The problem: Quote each of the rows below word for word, leaving out the pictures.

******

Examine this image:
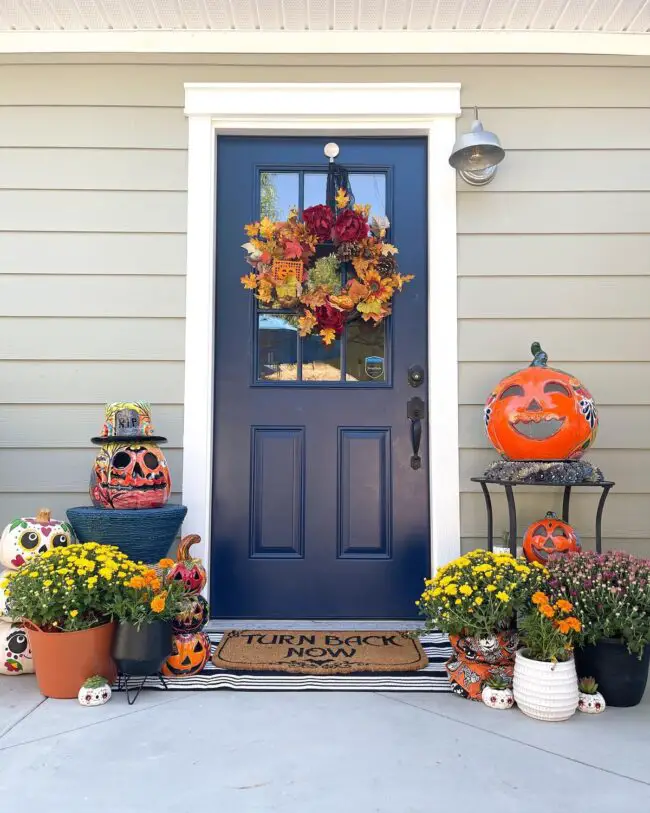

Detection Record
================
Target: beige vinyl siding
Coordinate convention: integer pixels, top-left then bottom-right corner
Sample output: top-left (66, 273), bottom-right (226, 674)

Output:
top-left (0, 54), bottom-right (650, 553)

******

Problem solution:
Examine this image:

Detection Record
================
Target: beige vinyl siding
Coordinate convention: integer pixels, top-left then bottom-right corner
Sample output: top-left (66, 273), bottom-right (226, 674)

Output:
top-left (0, 54), bottom-right (650, 553)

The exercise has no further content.